• [Stated exercise] Enter the rows below into a Markdown table with two columns, No and Line, giving each row a number and skipping blank lines. Leave the pictures out of the table.

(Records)
────────────────
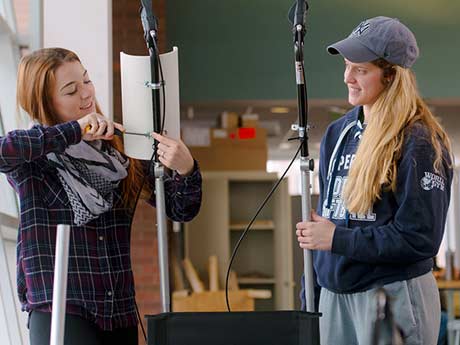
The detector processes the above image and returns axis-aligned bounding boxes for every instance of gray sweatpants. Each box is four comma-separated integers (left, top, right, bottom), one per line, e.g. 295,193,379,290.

319,272,441,345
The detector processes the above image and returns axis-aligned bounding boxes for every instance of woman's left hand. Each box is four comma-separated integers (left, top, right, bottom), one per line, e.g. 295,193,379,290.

152,132,194,176
296,211,335,250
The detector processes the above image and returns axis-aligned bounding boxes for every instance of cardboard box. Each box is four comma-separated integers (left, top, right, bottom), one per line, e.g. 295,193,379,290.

189,128,267,171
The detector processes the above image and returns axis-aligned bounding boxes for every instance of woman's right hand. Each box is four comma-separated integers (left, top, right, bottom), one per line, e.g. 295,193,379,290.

77,113,125,141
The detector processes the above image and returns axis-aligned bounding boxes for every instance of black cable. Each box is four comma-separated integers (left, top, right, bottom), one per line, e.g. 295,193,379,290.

225,138,305,312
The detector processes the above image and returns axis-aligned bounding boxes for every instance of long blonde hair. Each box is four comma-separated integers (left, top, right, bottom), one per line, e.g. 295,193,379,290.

343,59,452,214
16,48,149,207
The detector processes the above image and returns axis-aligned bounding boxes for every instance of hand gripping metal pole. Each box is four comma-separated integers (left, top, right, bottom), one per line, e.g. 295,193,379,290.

50,224,70,345
155,162,171,313
290,0,315,312
300,157,315,312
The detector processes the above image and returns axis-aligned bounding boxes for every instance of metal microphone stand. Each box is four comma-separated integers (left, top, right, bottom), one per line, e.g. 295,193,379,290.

141,0,171,313
292,0,315,312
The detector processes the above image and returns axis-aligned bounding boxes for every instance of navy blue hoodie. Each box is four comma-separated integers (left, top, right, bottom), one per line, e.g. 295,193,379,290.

301,107,452,299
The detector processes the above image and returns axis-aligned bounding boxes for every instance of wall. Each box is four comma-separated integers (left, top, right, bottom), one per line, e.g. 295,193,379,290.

167,0,460,102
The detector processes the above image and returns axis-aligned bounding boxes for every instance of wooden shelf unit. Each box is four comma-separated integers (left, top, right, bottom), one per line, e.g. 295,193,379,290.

185,171,295,310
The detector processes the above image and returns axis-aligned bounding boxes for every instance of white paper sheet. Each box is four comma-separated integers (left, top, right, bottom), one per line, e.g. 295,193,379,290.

120,47,180,160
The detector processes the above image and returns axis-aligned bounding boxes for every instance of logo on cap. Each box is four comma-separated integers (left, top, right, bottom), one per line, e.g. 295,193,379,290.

353,20,370,36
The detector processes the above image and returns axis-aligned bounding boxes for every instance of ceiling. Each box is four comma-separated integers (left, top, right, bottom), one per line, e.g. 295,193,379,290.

181,99,460,160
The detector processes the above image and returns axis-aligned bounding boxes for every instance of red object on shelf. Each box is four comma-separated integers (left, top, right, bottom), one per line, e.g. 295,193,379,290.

238,127,256,139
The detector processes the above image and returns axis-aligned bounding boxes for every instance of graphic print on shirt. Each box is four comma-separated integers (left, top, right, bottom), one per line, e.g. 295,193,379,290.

322,154,377,222
420,171,445,191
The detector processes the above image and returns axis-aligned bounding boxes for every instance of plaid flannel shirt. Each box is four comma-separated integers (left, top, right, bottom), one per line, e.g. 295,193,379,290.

0,121,201,330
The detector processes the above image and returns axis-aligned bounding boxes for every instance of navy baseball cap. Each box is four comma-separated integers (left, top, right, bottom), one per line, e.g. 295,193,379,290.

327,16,419,68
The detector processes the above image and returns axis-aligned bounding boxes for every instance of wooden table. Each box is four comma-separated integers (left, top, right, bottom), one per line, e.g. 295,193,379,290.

436,280,460,345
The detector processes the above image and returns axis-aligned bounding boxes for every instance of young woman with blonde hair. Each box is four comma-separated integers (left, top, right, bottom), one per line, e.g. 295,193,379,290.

297,17,452,345
0,48,201,345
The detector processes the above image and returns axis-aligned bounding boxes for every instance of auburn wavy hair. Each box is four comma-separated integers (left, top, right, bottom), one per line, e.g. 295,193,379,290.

343,59,453,214
16,48,151,208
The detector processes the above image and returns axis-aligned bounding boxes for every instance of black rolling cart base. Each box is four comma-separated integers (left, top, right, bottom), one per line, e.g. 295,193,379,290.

145,311,321,345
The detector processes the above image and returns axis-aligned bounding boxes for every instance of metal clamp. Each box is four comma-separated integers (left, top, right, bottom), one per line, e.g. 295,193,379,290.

144,81,165,90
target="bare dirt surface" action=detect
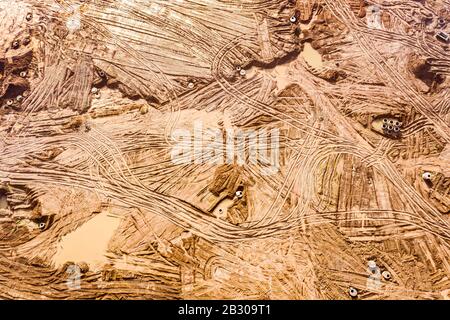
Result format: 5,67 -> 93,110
0,0 -> 450,299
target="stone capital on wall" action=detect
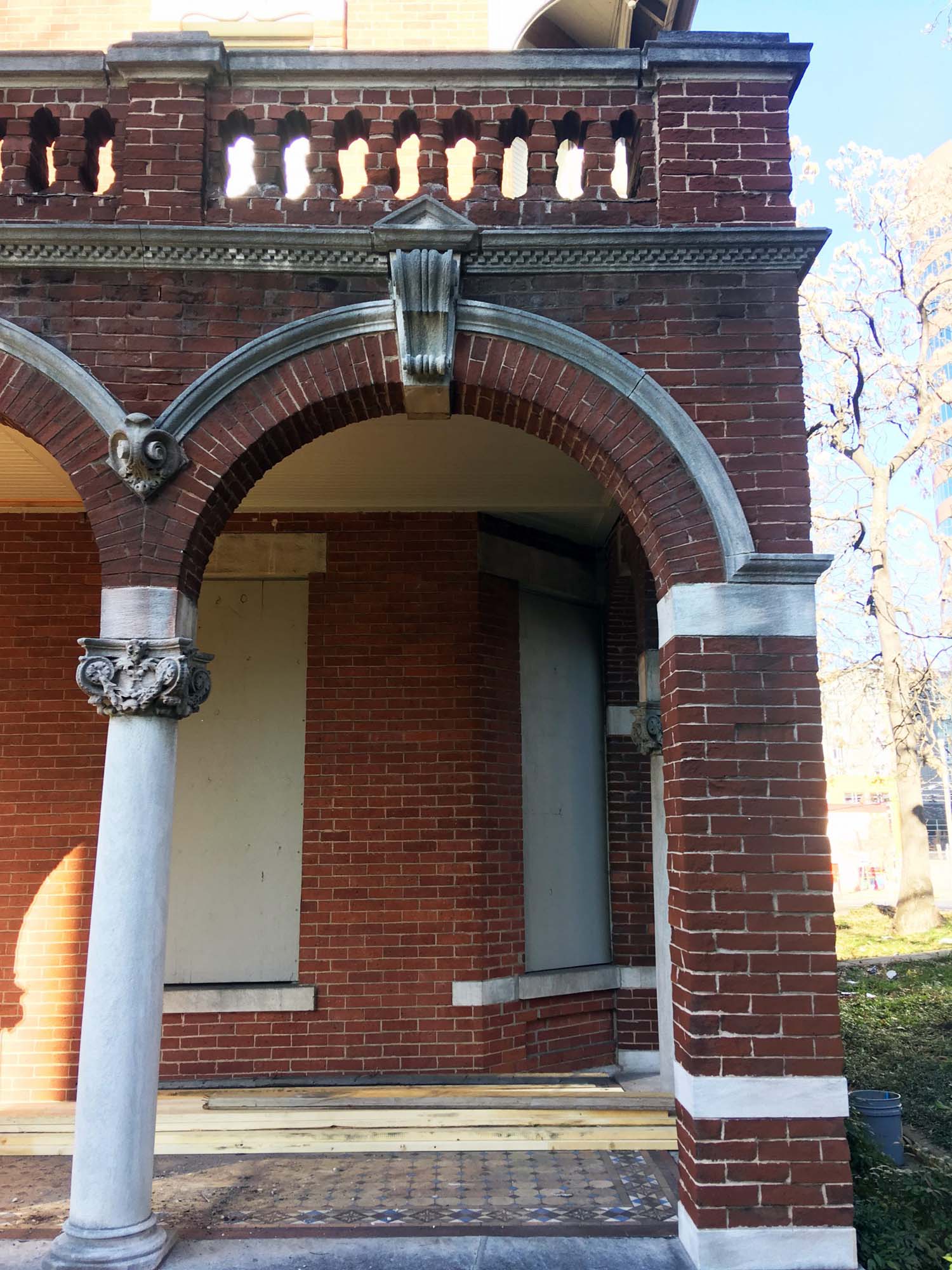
────────────────
• [Worked solution]
| No | Line |
|---|---|
| 1 | The detector processes the above image and returns axis-aligned bounding boxes for every instance of gray sweatpants. Each box is four comma-separated integers (left, top, right, bottom), one per line, e.g. 295,193,379,290. |
| 2 | 319,272,441,345 |
| 3 | The detector processes the above image and returns axis-aligned bounding boxes for every instance of woman's left hand. Each box is four comma-separated integers (left, top, right, bottom), one per line, e.g. 295,193,379,290. |
| 4 | 152,132,194,176 |
| 5 | 296,211,335,250 |
| 6 | The detector processes the above image and returns axis-aligned bounding boxes for every instance of cardboard box. Each box is four comma-separated integers (left, top, right, bottom), one per line, e.g. 295,193,379,290. |
| 7 | 189,128,267,171 |
| 8 | The detector processes the above image and returns axis-aligned bounding boxes for every instance of woman's right hand. Each box is four comma-separated integers (left, top, right, bottom), one per line, e.g. 295,193,379,290. |
| 9 | 77,113,125,141 |
| 10 | The detector processes the above image and returns axis-aligned bounding boxes for every instance of black cable. Each box is four comma-separated integers (left, top, right, bottom), one per line, e.g. 295,193,379,290. |
| 11 | 225,138,305,312 |
| 12 | The detector processes the above image and returns axis-aligned bounding boxes for every instance of long blonde hair. Each box is four comma-separated integers (left, top, right, bottom), one per line, e.g. 295,193,379,290. |
| 13 | 343,59,452,214 |
| 14 | 16,48,149,207 |
| 15 | The detector processes the above image and returns axis-aligned bounding boxes for every instance of hand gripping metal pole. Each box is four comma-separated integers (left, top, right, bottom), one per line, e.g. 295,193,379,290. |
| 16 | 50,224,70,345 |
| 17 | 155,162,171,313 |
| 18 | 290,0,315,312 |
| 19 | 300,157,315,312 |
| 20 | The detector processes the above image and returns axis-aligned bounding boxes for every instance of metal microphone stand. Each box is four comma-separated integers (left, top, right, bottom), one per line, e.g. 295,193,379,290. |
| 21 | 141,0,171,313 |
| 22 | 292,0,315,312 |
| 23 | The detector processes the above image and returns axis-aligned bounding boxes for every instance of navy blue hoodie. Each box is four comma-separated integers (left, top, right, bottom), one per line, e.g. 295,193,379,290. |
| 24 | 301,107,452,299 |
| 25 | The detector processes the above image and returns axis-aligned bounding boxes for every instance of wall. Each box is four comma-separated integers (left, top, right, bottom), one per line, e.g. 295,193,379,290. |
| 26 | 167,0,460,102 |
| 27 | The detector processes the above image and returns axis-aligned bounding boxes for every instance of wooden shelf unit. Each box is four comma-separated integers (left, top, right, bottom), one per line, e.g. 295,193,379,290. |
| 28 | 185,171,295,310 |
| 29 | The detector processes the above image and returns axis-aligned bounding boxes for every instance of white paper sheet. Each box is four comma-separated integers (left, top, right, bottom), one per line, e.g. 295,193,379,290. |
| 30 | 120,47,180,160 |
| 31 | The detector processes the above image and returns axis-aligned bounding boxes for every instance of logo on cap. Each box is four comma-separated integers (left, top, right, bottom), one per line, e.g. 295,193,379,290. |
| 32 | 353,20,370,36 |
| 33 | The detector processes the above image and returns axis-aligned bounding boxes for every instance of ceiling. Each box is four comma-separated integers (left, top, right, bottom), one per line, e.g. 295,193,379,290. |
| 34 | 181,99,460,160 |
| 35 | The detector processes the above image and returns axis-aligned bounding boxes for every instance of red object on shelf. Each box is four comma-separated integers (left, top, right, bottom), one per line, e.g. 295,193,379,290. |
| 36 | 238,127,256,139 |
| 37 | The detector processes the above image and returns axis-aligned bounding boxes for every instance of graphic print on shirt. Each box is four comma-separated integers (left, top, right, bottom), one per line, e.g. 295,193,379,290. |
| 38 | 322,154,377,222 |
| 39 | 420,171,445,191 |
| 40 | The detector processes the above image and returns axis-aligned bounding boxes for every instance of plaid flannel shirt. Each box is four comma-separated integers (left, top, right, bottom), one per line, e.g. 295,193,379,290. |
| 41 | 0,121,201,330 |
| 42 | The detector processes the above image and returns axis-aligned bounding boxes for every instance of navy baseball cap. Each box is four comma-separated integers (left, top, right, bottom), one per line, e.g. 295,193,379,290. |
| 43 | 327,16,419,68 |
| 44 | The detector processes the above image and returns axis-aligned bounding boxes for every instance of wooden table. Each box is four comma-separated integers (left, top, right, bottom), one per line, e.g. 295,193,379,290. |
| 45 | 436,280,460,345 |
| 46 | The detector processes the above image and returns axis-aligned bounding boxes for every instance of young woman with blonde hair. Each box is four comma-separated integers (left, top, right, bottom), one per line, e.g. 295,193,379,290. |
| 47 | 297,17,452,345 |
| 48 | 0,48,201,345 |
| 49 | The detector processes the above image and returns axis-aligned bounding boxes for every instance of auburn wavy hair. Each box is four comma-separated integers (left, top, right, bottom), one per line, e.g. 295,193,379,290. |
| 50 | 343,59,453,214 |
| 51 | 16,48,151,208 |
| 52 | The detector processes the above image and returns axis-aligned bounding boxes for every instance of black rolling cart base. Each box is four comma-separated integers (left, top, right, bottom), one per line, e.g. 295,193,379,290. |
| 53 | 145,311,321,345 |
| 54 | The detector processes the above image and returns axis-aligned bounding boxes for every instance of metal clamp. Each box is four comma-separated integers (left, top, right, bottom), one per line, e.g. 295,193,379,290. |
| 55 | 144,81,165,90 |
| 56 | target="bare dirt surface" action=detect |
| 57 | Result format: 5,67 -> 93,110 |
| 58 | 0,0 -> 450,299 |
| 59 | target="stone capital on wall" action=detect |